--- START OF Page extract ---

Re: logical replication empty transactions

From: Amit Kapila <amit(dot)kapila16(at)gmail(dot)com>
To: Dilip Kumar <dilipbalaut(at)gmail(dot)com>
Cc: Euler Taveira <euler(at)timbira(dot)com(dot)br>, Jeff Janes <jeff(dot)janes(at)gmail(dot)com>, pgsql-hackers <pgsql-hackers(at)postgresql(dot)org>
Subject: Re: logical replication empty transactions
Date: 2020-03-02 11:26:40
Message-ID: CAA4eK1J-2XfzDWXHAd4g4=mN8igPyM-0WU5a6V1ZqiGB+JOdFA@mail.gmail.com
Views: Raw Message | Whole Thread | Download mbox | Resend email
Thread:
Lists: pgsql-hackers

On Mon, Mar 2, 2020 at 9:01 AM Dilip Kumar <dilipbalaut(at)gmail(dot)com> wrote:
>
> On Sat, Nov 9, 2019 at 7:29 AM Euler Taveira <euler(at)timbira(dot)com(dot)br> wrote:
> >
> > Em seg., 21 de out. de 2019 às 21:20, Jeff Janes
> > <jeff(dot)janes(at)gmail(dot)com> escreveu:
> > >
> > > After setting up logical replication of a slowly changing table using the built in pub/sub facility, I noticed way more network traffic than made sense. Looking into I see that every transaction in that database on the master gets sent to the replica. 99.999+% of them are empty transactions ('B' message and 'C' message with nothing in between) because the transactions don't touch any tables in the publication, only non-replicated tables. Is doing it this way necessary for some reason? Couldn't we hold the transmission of 'B' until something else comes along, and then if that next thing is 'C' drop both of them?

--- END OF Page extract ---
--- START OF Dataset content ---

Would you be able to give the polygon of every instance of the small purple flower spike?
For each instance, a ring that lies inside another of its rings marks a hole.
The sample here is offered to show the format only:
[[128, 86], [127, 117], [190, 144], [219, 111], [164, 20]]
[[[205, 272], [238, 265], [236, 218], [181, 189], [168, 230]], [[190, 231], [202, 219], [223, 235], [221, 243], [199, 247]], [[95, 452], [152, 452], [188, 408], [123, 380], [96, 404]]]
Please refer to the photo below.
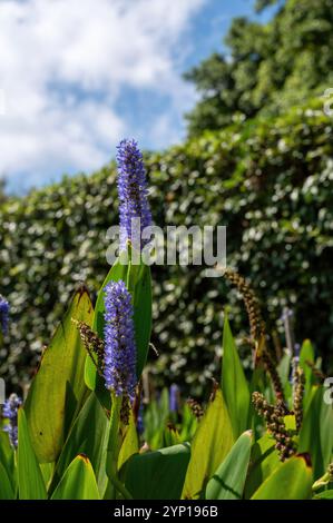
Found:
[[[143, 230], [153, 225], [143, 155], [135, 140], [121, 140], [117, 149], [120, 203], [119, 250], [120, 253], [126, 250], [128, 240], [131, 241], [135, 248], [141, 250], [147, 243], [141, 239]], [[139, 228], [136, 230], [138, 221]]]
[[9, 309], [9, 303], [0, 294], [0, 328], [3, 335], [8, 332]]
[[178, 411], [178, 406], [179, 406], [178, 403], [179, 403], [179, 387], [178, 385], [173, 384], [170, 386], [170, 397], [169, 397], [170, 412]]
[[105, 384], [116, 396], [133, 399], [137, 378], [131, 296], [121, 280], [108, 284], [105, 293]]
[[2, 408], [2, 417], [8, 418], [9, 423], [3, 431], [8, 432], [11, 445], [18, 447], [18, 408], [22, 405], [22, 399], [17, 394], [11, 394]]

--- END OF Dataset content ---

#### Written tasks:
**1.** Answer these questions using the replication thread.
(a) Which mailing list is the message posted to?
(b) What does an empty transaction consist of?
(c) What share of the transactions sent to the replica were empty?
**2.** Decide whether each statement agrees with the replication thread. Answer yes or no, and quote the words that decide it.
(a) The message is dated March 2020.
(b) The empty transactions touched tables in the publication.
(c) The suggestion is to hold back the 'C' message until something else comes along.
The records have no connection to the replication thread.

#### Results by task:
**1.**
(a) pgsql-hackers.
(b) A 'B' message and a 'C' message with nothing in between.
(c) 99.999+% of them.

**2.**
(a) Yes: "Date: 2020-03-02 11:26:40"
(b) No: "the transactions don't touch any tables in the publication, only non-replicated tables"
(c) No: "Couldn't we hold the transmission of 'B' until something else comes along"